Print every one of the following items verbatim, with no changes.

***** SOURCE MATERIAL *****

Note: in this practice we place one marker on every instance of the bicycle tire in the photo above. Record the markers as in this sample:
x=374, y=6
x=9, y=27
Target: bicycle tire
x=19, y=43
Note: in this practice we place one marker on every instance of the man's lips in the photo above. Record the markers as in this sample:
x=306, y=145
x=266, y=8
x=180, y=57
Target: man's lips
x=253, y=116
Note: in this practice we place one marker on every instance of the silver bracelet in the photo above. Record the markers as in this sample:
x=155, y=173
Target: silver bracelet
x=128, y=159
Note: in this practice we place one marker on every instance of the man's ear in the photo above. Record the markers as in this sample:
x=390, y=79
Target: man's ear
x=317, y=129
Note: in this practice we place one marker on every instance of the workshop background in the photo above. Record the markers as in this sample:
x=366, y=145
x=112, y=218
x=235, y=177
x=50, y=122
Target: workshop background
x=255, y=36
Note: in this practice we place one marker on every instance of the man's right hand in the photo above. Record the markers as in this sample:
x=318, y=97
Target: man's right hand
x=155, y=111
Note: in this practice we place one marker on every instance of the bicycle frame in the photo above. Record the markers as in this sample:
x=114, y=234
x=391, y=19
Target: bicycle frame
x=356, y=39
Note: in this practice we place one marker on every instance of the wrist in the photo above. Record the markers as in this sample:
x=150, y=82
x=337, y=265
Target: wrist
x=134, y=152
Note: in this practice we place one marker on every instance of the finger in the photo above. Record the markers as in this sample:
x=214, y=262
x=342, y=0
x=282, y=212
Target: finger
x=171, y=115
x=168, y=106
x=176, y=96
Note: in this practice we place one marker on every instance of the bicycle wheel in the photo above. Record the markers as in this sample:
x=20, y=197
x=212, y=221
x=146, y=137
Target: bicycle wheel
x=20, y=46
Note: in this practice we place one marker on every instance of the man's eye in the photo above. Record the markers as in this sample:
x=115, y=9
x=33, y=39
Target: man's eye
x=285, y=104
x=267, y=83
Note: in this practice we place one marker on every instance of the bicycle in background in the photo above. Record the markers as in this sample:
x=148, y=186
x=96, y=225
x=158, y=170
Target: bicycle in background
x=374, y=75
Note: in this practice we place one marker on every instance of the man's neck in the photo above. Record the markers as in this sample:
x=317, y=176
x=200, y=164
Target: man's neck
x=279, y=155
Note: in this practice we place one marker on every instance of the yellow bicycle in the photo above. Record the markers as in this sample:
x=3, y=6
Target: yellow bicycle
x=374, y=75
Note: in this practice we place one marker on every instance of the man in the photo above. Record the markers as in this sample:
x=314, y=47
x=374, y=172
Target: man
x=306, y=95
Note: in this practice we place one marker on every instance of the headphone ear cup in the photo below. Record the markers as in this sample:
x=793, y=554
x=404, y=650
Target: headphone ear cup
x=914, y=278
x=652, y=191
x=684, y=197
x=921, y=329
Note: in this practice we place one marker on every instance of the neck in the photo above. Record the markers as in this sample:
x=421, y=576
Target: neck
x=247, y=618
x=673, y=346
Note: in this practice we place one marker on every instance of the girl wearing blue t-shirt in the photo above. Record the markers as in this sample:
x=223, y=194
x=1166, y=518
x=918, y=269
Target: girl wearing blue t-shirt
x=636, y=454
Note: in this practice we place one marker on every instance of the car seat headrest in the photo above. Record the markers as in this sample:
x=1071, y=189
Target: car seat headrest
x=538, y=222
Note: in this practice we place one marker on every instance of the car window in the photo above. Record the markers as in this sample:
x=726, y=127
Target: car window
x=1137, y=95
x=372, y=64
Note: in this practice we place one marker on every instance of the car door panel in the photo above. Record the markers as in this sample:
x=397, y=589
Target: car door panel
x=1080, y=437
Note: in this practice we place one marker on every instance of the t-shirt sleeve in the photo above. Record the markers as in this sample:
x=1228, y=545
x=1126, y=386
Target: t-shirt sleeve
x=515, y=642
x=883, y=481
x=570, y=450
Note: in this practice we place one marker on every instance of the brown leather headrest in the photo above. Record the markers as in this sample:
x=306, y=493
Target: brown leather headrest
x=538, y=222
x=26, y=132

*****

● ANSWER FOR THIS EXERCISE
Note: in this practice we place one marker on every instance of the bicycle tire in the photo above. Record the markers as in this sample:
x=374, y=6
x=9, y=27
Target: bicycle tire
x=19, y=43
Note: in this practice we place one marker on every instance of the man's lips in the photo above. Record the markers as in this sample:
x=306, y=145
x=266, y=8
x=180, y=57
Target: man's lips
x=253, y=116
Note: in this practice we place one marker on every instance of the silver bracelet in the photo above. Record the markers as in this sample:
x=155, y=173
Target: silver bracelet
x=128, y=159
Note: in this practice we place one marker on every instance of the man's ear in the photo above. Record the markers as in this sample:
x=390, y=79
Target: man's ear
x=317, y=129
Note: in this practice we place one marker on every instance of the workshop background in the photo above. Record the markers as in this sample:
x=366, y=145
x=112, y=218
x=235, y=177
x=50, y=122
Target: workshop background
x=255, y=36
Note: in this practice we place one marker on every instance of the man's right hand in the photo above. Record the markers as in this sample:
x=318, y=97
Target: man's right hand
x=155, y=111
Note: in this practice we place one marker on every instance of the bicycle frame in the photo above. Record the markers as in this sample:
x=114, y=234
x=391, y=19
Target: bicycle frame
x=356, y=39
Note: in this practice we place one marker on every instance of the wrist in the photo above. Record the markers as in this sample:
x=150, y=82
x=337, y=265
Target: wrist
x=134, y=152
Note: in this practice we place one marker on every instance of the finger in the photo above. Record the markers as in this sample:
x=214, y=262
x=342, y=0
x=282, y=212
Target: finger
x=171, y=115
x=168, y=106
x=176, y=96
Note: in this practice we place one marker on every instance of the bicycle wheel in the photo above. Record the markers as in this sample:
x=20, y=197
x=212, y=221
x=146, y=137
Target: bicycle wheel
x=20, y=46
Note: in this practice we place one marker on every instance of the man's eye in the photo above. Record the markers as in this sample:
x=115, y=9
x=33, y=39
Target: man's eye
x=285, y=104
x=267, y=83
Note: in this practice we place one marker on every instance of the bicycle in background in the photo above. Record the markers as in this sample:
x=148, y=186
x=96, y=225
x=158, y=170
Target: bicycle in background
x=374, y=75
Note: in this practice we place one marker on every instance of the man's neck in the photo above. Record the markers as in this sample:
x=317, y=176
x=200, y=164
Target: man's neck
x=279, y=155
Note: in this practice we place one marker on every instance of the yellow bicycle in the photo above. Record the markers as in this sample:
x=3, y=6
Target: yellow bicycle
x=374, y=75
Note: in this practice we place one marker on every instance of the man in the photo above. Record the markers as in this sample:
x=314, y=47
x=374, y=172
Target: man
x=306, y=95
Note: in this practice we place one marker on every instance of the headphone ear cup in the photo below. Record the markers as in this sample:
x=793, y=554
x=404, y=650
Target: headphone ear cup
x=914, y=278
x=652, y=191
x=684, y=197
x=921, y=329
Note: in this practice we place one marker on every instance of the neck in the photo above. Record the markers as in this sample:
x=421, y=576
Target: neck
x=247, y=618
x=673, y=346
Note: in this practice we place one marker on every instance of the girl wearing blue t-shirt in the photo above. Record the markers as in this sample:
x=223, y=194
x=1166, y=518
x=918, y=269
Target: girl wearing blue t-shirt
x=636, y=454
Note: in this practice we place one marker on every instance of the car seat headrest in the photo above. Record the markers as in this sample:
x=1071, y=189
Target: car seat headrest
x=538, y=222
Note: in this practice we place one marker on every instance of the car window in the photo above. Record the markers as in this sample:
x=726, y=127
Target: car window
x=1137, y=95
x=372, y=64
Note: in this practice we place one marker on every instance of the car door panel in the photo above. Record the markers as in this sample:
x=397, y=589
Target: car door panel
x=1080, y=437
Note: in this practice we place one marker on every instance of the t-shirt sleeve in the photo above. Record the markers as in this sample:
x=1228, y=545
x=1126, y=386
Target: t-shirt sleeve
x=515, y=642
x=883, y=481
x=570, y=450
Note: in this practice we place one marker on every instance of the brown leather headrest in the photo above. Record the markers as in this sample:
x=306, y=493
Target: brown leather headrest
x=538, y=222
x=26, y=132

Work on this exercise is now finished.